There are sadly no Steads left in my particular branch of the family. Those that I knew were mainly Labour voters, and unionists who could take or leave the Royal Family (though my father was definitely a republican). However, I am not connected to any political party, though people tell me I am ‘on the right’ (whatever that means). My values are: National sovereignty (UK), a low-tax economy, strong families, law and order, proper education, free speech, freedom, a ‘small state’ and personal responsibility.  I support the Royal Family as an institution, though I criticise individual members when I want to.

You refer to the singing of ‘There’ll Always Be an England’ during the Silver Jubilee of 1977. I have no objection to that. I will happily join in many songs from the UK nations. I don’t see it as an ‘either/or’ choice. I am proud to be Welsh. I am also proud to call England my neighbouring country. I am proud to have links in my bloodline to Devon, Herefordshire (as you remind me), Yorkshire and Italy.

__SUPPLIED INFORMATION__.
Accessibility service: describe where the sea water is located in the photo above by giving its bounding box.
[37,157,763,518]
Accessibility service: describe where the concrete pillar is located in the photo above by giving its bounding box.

__STATED GOAL__. Reproduce the passage on values and national identity, copying it word for word between "There are sadly" and "when I want to.", inclusive.

__WRITTEN RESPONSE__.
There are sadly no Steads left in my particular branch of the family. Those that I knew were mainly Labour voters, and unionists who could take or leave the Royal Family (though my father was definitely a republican). However, I am not connected to any political party, though people tell me I am ‘on the right’ (whatever that means). My values are: National sovereignty (UK), a low-tax economy, strong families, law and order, proper education, free speech, freedom, a ‘small state’ and personal responsibility.  I support the Royal Family as an institution, though I criticise individual members when I want to.